Task set ::
**A)** Answer these questions about the column on events 25, 50 and 75 years ago.
(i) On what date does the October 26, 1984 entry say the U.S. invasion of Grenada took place?
(ii) Who is quoted as the Socialist Workers Party presidential candidate?
(iii) At which plant did a mass picket line turn away supervisors?
**B)** Reproduce the rows from the line with "Could you please outline every instance of the german" to the line with "167), (495, 166)]", including both of those lines.

Selected extract ::
== == ==
25, 50 and 75 years ago
 
October 26, 1984
In the next several weeks, U.S. working people will be deluged with a flood of lies about the Grenada revolution, its achievements, and its overthrow. The occasion for the storm of demagoguery is the first anniversary of the U.S. invasion of the Caribbean island on October 25.

U.S. employers and their government will take this opportunity to not only smear the Grenada revolution, but to try to win support for the U.S. war in Central America. Countering the employers’ lies about the Grenada revolution is an essential task for all its supporters and an important contribution to the fight against Washington’s escalating war in Central America.

“There’s a bipartisan drive to deepen the U.S. rulers’ war,” explained Mel Mason, Socialist Workers Party presidential candidate. “Democratic presidential hopeful Walter Mondale has made clear his support to the U.S. invasion and occupation of Grenada.  
 
October 26, 1959
As President Eisenhower moved to force the steel strikers back to work, a group of supervisors turned up at the plant gate of U.S. Steel’s Fairless Works in Morrisville, Pa., to enter the mill as they have been doing since the strike began.

But this time a mass picket line turned them away. A union spokesman said the local had ended its policy of permitting supervisors to enter the plant because they had been violating an agreement to restrict themselves to maintenance work.

The incident reflects the mood of increased militancy being generated among the steel workers by the strike-breaking moves of the companies and the government.

Reports from the major steel centers show general recognition among union ranks that the days ahead are crucial in the defense of their organization. They are ready to strike again at the end of the 80-day injunction rather than accept a company plan to gut the union.
== == ==
[Items from a dataset]

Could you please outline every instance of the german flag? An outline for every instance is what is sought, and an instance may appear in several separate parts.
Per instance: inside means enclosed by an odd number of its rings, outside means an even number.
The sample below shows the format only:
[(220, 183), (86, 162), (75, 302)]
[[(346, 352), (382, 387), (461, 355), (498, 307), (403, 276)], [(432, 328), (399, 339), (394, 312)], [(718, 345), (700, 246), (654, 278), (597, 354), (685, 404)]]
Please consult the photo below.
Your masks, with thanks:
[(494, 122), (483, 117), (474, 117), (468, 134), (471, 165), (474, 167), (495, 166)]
== == ==
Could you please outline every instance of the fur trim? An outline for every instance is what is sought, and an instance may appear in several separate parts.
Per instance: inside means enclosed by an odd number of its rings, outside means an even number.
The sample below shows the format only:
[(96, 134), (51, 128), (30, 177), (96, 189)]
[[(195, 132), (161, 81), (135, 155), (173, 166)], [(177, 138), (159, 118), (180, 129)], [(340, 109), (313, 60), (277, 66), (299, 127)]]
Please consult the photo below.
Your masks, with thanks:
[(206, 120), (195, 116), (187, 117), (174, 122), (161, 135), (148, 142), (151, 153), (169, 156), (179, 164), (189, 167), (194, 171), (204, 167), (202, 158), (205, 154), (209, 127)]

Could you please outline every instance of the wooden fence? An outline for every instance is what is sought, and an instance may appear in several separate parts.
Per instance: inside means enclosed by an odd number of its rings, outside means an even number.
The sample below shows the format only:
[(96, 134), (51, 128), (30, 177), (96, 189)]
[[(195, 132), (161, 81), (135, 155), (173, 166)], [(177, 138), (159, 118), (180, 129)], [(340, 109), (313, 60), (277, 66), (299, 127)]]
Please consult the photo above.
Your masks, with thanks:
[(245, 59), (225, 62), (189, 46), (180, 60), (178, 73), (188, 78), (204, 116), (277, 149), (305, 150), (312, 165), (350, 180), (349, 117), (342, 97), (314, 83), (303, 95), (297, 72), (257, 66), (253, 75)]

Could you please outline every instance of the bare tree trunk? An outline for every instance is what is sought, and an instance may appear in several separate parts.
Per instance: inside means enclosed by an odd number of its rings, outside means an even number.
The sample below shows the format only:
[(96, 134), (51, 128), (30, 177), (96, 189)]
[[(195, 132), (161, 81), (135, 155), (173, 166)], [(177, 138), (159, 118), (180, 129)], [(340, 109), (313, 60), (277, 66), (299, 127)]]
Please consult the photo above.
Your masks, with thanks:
== == ==
Written answers ::
**A)**
(i) October 25
(ii) Mel Mason
(iii) U.S. Steel's Fairless Works in Morrisville, Pa.

**B)**
Could you please outline every instance of the german flag? An outline for every instance is what is sought, and an instance may appear in several separate parts.
Per instance: inside means enclosed by an odd number of its rings, outside means an even number.
The sample below shows the format only:
[(220, 183), (86, 162), (75, 302)]
[[(346, 352), (382, 387), (461, 355), (498, 307), (403, 276)], [(432, 328), (399, 339), (394, 312)], [(718, 345), (700, 246), (654, 278), (597, 354), (685, 404)]]
Please consult the photo below.
Your masks, with thanks:
[(494, 122), (483, 117), (474, 117), (468, 134), (471, 165), (474, 167), (495, 166)]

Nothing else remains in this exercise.